> [PROBLEM]: Rewrite everything from the line containing "segment --target=paved sidewalk" down to the line containing "398), (327, 395)]", both lines included and requests kept unchanged. Multiply every vertex coordinate in the answers by 1.2 and round to whole numbers, with halves going up.

> [DATA TO PROCESS]:
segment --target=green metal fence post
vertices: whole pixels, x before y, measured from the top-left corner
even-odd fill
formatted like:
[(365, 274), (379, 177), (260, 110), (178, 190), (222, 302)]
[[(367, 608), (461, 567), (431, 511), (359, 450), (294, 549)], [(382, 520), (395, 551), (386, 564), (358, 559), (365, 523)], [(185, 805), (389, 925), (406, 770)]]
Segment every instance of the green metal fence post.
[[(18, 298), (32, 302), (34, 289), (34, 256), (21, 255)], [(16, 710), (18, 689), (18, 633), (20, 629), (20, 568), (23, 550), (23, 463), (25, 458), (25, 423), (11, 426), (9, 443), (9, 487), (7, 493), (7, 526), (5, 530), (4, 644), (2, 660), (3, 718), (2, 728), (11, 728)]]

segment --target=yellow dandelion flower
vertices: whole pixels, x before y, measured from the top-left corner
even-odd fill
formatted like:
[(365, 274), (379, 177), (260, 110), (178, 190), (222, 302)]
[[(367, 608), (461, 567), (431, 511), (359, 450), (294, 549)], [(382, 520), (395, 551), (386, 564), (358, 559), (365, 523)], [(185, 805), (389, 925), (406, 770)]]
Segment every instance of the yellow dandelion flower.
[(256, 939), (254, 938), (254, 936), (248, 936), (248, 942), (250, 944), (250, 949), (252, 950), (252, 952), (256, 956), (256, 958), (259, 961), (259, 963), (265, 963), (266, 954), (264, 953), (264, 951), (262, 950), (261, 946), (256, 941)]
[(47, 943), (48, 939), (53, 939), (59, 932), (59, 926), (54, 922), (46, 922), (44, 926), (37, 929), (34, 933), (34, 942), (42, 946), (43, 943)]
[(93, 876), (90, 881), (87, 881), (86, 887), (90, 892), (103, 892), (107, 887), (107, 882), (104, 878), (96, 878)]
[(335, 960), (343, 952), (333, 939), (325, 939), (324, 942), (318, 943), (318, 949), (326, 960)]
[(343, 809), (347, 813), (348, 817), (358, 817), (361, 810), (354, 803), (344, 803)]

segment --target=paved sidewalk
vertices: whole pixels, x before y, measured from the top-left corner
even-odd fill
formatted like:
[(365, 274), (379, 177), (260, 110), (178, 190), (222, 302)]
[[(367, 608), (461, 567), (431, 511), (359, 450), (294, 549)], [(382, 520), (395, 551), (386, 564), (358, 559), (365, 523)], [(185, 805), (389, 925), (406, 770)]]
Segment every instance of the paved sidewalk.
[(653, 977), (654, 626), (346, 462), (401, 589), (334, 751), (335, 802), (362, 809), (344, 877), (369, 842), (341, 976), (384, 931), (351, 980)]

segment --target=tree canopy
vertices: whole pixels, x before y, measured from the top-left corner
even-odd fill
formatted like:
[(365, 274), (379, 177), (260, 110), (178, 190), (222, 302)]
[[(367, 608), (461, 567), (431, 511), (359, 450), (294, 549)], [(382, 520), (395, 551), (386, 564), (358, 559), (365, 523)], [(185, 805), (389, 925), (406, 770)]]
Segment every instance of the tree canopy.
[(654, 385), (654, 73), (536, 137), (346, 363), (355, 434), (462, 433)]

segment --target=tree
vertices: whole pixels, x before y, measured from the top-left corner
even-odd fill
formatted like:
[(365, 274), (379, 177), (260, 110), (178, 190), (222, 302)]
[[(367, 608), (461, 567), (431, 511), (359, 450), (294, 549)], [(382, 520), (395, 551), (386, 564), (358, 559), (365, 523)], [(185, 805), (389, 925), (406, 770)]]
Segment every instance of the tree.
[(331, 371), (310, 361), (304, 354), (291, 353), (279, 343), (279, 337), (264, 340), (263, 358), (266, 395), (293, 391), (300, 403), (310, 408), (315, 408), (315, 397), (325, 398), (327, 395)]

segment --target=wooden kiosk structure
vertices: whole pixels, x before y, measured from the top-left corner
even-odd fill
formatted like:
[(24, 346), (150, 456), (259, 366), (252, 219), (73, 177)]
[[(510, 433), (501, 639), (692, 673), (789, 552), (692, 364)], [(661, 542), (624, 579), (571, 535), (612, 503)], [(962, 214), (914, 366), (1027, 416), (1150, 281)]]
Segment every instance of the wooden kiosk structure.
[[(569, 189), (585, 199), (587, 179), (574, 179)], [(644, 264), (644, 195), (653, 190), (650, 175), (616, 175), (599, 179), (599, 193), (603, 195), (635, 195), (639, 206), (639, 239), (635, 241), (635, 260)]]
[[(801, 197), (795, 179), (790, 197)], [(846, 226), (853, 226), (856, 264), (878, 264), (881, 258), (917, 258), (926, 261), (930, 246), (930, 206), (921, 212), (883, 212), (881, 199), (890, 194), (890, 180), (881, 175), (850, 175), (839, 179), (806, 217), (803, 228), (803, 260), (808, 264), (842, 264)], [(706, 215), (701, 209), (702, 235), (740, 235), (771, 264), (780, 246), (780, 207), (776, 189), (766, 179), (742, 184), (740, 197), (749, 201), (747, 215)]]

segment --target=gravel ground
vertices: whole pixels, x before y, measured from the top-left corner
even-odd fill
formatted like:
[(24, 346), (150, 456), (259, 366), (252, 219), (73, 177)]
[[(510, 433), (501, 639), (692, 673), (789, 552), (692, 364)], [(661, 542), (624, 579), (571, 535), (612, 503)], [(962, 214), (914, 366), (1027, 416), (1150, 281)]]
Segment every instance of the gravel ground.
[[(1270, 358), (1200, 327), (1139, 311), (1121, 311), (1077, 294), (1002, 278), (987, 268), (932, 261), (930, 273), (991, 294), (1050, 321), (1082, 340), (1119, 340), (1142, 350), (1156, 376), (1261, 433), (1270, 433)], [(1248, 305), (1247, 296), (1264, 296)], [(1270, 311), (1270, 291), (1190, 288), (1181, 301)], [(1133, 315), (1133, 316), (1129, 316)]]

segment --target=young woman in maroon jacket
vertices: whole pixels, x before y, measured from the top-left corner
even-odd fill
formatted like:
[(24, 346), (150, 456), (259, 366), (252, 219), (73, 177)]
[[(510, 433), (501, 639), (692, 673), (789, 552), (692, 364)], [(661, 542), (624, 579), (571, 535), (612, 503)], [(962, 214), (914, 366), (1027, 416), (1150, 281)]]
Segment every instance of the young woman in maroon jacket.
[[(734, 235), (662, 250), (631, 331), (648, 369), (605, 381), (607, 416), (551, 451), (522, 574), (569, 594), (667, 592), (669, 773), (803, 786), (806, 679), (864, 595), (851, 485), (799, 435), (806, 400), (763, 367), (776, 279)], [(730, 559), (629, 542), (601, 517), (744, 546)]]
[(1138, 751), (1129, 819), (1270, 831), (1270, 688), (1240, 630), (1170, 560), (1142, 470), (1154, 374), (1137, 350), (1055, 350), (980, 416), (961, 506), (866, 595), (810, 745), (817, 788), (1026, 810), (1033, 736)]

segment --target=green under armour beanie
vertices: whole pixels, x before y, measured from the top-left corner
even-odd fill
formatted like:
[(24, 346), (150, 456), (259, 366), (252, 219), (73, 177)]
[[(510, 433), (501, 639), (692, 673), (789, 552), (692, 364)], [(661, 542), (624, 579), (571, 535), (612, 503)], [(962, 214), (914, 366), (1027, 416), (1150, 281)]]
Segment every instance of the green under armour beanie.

> [OUTPUT FOR THIS TASK]:
segment --target=paved sidewalk
vertices: whole pixels, x before y, measured from the top-left corner
even-odd fill
formatted like:
[(365, 274), (379, 177), (260, 110), (178, 190), (222, 302)]
[[(367, 608), (461, 567), (431, 511), (359, 450), (294, 549)], [(382, 520), (395, 551), (386, 564), (358, 559), (365, 523)], [(185, 805), (389, 925), (406, 770)]]
Segment every instance of the paved sidewalk.
[(784, 1172), (785, 751), (415, 554), (481, 707), (401, 901), (402, 962), (434, 971), (413, 1052), (443, 1010), (409, 1171), (461, 1117), (421, 1176)]

segment --target=tree canopy
vertices: whole pixels, x before y, measured from the top-left corner
even-odd fill
formatted like:
[(365, 274), (379, 177), (260, 110), (178, 190), (222, 302)]
[[(367, 608), (461, 567), (431, 511), (359, 450), (294, 549)], [(382, 520), (395, 551), (386, 564), (358, 559), (365, 523)], [(185, 805), (389, 925), (406, 770)]]
Segment every instance of the tree canopy.
[(785, 462), (785, 88), (643, 164), (415, 436), (426, 521), (554, 520)]

segment --target=tree
vertices: whole pixels, x before y, measured from the top-left corner
even-odd fill
formatted like:
[(365, 274), (379, 177), (260, 110), (178, 190), (222, 302)]
[[(367, 608), (461, 567), (431, 511), (359, 450), (294, 549)], [(382, 520), (395, 551), (386, 564), (358, 559), (365, 523)], [(185, 805), (389, 925), (406, 770)]]
Segment every instance of the tree.
[(397, 445), (372, 433), (365, 425), (349, 424), (335, 412), (335, 404), (317, 408), (316, 430), (319, 474), (352, 469), (360, 484), (372, 490), (378, 490), (378, 476), (390, 478), (392, 474)]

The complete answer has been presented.